Write out the entries, please, from the line containing "the green rope" through their final line, exactly and with nothing else.

Dataset records about object locations:
%%
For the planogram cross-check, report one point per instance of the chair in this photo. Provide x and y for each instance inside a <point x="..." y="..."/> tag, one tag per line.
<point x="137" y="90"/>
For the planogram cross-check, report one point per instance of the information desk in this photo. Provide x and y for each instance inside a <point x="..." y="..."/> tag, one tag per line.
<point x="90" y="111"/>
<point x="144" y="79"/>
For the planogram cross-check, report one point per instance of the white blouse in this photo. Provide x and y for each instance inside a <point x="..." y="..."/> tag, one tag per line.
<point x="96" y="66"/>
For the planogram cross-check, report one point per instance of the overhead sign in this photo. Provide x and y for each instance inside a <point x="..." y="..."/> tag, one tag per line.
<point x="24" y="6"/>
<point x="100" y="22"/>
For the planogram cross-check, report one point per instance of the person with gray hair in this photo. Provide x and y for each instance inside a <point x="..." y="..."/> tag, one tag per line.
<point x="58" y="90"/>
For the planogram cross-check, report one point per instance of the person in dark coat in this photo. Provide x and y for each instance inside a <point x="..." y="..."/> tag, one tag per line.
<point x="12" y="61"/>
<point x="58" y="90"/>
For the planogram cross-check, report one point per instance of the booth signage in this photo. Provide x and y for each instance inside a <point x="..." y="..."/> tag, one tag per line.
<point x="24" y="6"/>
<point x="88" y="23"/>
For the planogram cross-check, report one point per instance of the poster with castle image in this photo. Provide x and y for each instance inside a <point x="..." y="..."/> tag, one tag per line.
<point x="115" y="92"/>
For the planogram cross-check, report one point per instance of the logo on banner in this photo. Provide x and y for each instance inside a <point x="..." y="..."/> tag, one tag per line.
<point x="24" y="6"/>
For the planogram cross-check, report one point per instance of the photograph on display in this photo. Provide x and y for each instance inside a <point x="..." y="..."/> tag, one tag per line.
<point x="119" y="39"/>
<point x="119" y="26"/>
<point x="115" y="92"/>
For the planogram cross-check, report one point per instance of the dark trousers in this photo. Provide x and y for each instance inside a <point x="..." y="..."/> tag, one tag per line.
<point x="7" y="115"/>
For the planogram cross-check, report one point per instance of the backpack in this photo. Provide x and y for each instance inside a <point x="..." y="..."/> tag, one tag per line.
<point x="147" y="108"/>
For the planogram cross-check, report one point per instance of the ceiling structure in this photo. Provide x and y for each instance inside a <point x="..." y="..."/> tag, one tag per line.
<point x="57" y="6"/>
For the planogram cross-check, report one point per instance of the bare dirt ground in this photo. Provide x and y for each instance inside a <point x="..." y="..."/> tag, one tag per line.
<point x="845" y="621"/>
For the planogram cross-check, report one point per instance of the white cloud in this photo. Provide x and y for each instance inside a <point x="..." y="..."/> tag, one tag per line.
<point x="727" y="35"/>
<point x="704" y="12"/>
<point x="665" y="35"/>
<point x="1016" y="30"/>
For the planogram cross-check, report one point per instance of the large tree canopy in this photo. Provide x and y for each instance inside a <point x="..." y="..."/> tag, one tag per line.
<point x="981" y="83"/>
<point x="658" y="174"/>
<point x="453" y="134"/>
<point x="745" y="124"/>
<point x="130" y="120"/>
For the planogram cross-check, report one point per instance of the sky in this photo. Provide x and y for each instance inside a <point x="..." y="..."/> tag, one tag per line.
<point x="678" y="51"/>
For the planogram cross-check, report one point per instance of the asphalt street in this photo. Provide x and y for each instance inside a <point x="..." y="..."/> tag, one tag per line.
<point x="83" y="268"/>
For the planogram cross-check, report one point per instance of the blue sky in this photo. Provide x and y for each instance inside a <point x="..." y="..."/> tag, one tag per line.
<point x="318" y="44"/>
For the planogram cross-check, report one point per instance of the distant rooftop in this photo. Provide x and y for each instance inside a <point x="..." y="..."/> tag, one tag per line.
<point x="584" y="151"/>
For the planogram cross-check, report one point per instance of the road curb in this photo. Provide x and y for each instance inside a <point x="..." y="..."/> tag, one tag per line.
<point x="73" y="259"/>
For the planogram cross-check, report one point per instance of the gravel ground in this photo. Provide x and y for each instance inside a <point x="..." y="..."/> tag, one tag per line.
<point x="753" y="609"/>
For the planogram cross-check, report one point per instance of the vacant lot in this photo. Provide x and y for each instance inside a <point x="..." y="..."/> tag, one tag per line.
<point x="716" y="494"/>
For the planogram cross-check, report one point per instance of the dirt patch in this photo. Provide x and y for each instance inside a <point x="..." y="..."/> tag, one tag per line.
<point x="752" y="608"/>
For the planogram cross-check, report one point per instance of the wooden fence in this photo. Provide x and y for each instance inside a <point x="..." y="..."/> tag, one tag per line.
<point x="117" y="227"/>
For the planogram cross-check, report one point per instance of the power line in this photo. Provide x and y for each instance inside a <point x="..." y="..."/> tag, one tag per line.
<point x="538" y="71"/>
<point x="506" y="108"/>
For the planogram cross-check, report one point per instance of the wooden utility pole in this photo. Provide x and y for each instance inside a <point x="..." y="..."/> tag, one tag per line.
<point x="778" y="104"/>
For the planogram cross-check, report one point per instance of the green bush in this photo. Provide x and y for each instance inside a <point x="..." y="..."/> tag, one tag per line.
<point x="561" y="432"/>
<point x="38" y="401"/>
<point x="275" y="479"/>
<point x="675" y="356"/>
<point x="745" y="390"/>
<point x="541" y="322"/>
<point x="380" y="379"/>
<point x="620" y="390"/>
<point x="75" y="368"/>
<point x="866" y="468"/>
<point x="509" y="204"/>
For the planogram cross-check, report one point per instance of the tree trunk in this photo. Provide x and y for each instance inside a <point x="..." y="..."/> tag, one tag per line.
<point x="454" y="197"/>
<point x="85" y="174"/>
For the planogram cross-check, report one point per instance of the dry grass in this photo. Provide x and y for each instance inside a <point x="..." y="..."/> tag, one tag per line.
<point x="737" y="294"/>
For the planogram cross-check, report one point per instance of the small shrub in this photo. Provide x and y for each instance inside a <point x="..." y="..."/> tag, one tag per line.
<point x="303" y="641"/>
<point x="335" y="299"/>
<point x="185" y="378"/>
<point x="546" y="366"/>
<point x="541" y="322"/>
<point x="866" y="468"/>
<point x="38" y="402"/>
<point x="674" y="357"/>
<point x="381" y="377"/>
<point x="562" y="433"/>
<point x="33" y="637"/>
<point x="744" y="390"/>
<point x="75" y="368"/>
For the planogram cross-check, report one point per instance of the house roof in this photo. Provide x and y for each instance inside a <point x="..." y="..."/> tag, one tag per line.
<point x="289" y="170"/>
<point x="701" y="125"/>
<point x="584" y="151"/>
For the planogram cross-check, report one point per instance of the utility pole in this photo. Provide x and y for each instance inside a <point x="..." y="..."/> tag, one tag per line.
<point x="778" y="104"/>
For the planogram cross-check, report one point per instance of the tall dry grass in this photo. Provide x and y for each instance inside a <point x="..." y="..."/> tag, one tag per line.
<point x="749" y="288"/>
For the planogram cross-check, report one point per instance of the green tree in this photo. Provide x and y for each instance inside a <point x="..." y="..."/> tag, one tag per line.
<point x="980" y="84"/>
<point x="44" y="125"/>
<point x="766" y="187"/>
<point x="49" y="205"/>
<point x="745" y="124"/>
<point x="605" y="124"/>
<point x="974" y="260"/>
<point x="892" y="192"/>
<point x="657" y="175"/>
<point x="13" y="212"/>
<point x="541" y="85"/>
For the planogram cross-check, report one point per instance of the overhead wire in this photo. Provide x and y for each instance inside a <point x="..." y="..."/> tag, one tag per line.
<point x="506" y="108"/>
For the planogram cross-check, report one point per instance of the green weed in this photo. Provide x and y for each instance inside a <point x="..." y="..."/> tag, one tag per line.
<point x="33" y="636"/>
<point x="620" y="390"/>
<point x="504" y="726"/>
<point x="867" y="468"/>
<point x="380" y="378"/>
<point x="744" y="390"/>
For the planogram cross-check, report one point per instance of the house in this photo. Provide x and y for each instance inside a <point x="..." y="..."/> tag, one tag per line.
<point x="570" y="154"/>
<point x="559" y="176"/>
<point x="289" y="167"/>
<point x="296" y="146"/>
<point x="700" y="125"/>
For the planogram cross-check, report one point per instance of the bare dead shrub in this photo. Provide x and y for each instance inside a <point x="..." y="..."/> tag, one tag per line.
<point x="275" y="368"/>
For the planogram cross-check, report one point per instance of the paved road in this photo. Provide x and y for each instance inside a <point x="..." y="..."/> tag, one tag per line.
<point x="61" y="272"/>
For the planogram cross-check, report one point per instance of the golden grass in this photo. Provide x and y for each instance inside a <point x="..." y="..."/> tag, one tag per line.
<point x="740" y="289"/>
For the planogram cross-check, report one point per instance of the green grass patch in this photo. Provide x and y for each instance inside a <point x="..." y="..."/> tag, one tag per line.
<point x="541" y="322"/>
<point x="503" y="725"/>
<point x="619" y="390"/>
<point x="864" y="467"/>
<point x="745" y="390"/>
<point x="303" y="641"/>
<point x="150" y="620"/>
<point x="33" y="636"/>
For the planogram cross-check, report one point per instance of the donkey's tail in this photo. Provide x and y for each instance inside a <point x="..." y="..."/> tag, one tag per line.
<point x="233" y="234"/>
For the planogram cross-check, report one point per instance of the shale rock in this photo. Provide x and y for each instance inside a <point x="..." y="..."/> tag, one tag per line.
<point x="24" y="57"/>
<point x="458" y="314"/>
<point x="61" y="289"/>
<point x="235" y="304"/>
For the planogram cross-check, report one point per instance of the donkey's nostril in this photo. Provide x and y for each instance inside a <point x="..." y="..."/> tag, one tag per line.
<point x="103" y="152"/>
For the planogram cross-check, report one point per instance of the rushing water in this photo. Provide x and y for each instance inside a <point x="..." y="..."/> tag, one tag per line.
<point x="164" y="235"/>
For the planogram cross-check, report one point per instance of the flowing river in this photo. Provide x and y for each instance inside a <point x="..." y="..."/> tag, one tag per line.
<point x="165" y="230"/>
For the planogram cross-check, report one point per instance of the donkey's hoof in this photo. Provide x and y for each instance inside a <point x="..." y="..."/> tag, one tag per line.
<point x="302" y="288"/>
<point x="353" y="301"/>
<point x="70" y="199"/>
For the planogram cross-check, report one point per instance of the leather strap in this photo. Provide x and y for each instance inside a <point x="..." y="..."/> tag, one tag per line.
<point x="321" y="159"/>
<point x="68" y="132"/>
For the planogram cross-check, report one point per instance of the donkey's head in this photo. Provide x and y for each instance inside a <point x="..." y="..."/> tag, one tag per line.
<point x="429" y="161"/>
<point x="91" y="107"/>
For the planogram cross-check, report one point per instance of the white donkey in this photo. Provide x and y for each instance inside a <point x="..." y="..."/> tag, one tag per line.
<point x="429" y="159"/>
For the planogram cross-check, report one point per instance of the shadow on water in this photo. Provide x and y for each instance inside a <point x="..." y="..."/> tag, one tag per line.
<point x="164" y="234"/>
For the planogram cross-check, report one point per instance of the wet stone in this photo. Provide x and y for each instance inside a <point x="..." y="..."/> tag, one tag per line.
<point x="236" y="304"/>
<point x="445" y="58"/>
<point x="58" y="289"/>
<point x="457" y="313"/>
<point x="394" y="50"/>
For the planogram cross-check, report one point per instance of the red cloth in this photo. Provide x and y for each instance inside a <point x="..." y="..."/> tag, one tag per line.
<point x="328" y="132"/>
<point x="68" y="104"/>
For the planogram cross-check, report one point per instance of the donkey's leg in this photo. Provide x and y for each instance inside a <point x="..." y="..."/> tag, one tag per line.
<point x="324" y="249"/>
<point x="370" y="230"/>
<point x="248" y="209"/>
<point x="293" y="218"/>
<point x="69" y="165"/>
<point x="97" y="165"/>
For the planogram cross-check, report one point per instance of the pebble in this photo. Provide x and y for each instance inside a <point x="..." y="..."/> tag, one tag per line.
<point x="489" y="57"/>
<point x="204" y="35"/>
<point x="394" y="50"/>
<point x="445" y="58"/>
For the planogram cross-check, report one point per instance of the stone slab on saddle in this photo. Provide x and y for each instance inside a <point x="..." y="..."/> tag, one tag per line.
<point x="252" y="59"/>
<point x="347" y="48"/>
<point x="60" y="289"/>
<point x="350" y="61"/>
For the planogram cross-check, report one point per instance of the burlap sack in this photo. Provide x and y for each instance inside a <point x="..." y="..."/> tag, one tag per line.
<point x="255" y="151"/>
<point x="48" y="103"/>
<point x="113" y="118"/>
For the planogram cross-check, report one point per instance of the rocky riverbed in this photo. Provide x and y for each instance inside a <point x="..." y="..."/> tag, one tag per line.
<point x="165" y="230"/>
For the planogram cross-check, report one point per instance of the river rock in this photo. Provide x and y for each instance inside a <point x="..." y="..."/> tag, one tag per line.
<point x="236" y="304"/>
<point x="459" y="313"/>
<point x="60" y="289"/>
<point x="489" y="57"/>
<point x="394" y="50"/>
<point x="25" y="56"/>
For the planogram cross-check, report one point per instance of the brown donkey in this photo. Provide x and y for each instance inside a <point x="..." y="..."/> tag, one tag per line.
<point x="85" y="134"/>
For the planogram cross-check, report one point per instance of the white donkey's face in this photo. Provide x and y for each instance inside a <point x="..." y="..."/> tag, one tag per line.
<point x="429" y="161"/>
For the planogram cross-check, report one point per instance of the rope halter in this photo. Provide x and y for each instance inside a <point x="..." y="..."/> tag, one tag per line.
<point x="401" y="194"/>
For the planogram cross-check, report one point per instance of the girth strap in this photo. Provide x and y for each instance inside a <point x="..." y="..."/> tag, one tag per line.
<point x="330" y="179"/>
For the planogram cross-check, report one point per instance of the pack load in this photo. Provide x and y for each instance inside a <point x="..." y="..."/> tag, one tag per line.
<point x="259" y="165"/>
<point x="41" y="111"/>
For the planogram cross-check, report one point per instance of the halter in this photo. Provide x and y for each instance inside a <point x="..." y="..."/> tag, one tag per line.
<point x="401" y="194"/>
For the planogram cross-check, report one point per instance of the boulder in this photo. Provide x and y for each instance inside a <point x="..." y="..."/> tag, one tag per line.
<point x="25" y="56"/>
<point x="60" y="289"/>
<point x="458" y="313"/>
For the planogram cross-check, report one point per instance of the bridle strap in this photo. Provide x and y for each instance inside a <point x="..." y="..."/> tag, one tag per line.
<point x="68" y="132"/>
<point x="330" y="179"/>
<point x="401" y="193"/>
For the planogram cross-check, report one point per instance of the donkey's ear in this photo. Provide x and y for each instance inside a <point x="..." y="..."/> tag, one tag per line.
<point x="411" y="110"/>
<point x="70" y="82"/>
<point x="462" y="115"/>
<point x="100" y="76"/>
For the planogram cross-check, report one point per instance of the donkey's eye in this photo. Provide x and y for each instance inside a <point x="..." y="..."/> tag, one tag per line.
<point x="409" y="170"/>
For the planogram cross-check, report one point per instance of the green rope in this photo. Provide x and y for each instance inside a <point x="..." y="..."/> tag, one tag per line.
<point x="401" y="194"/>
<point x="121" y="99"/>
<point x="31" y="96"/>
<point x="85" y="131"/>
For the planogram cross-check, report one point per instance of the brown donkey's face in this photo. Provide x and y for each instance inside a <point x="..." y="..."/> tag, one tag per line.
%%
**Response**
For the planogram cross-check, report one point per instance of the green rope in this photo. Provide x and y for each instance inside a <point x="..." y="..."/> tag, one tag per line.
<point x="401" y="194"/>
<point x="121" y="99"/>
<point x="31" y="96"/>
<point x="85" y="131"/>
For the planogram cross-check, report one point per instance of the brown donkey's face in this photo. Provide x and y for each instance inside a <point x="..." y="..."/> tag, one tag per line.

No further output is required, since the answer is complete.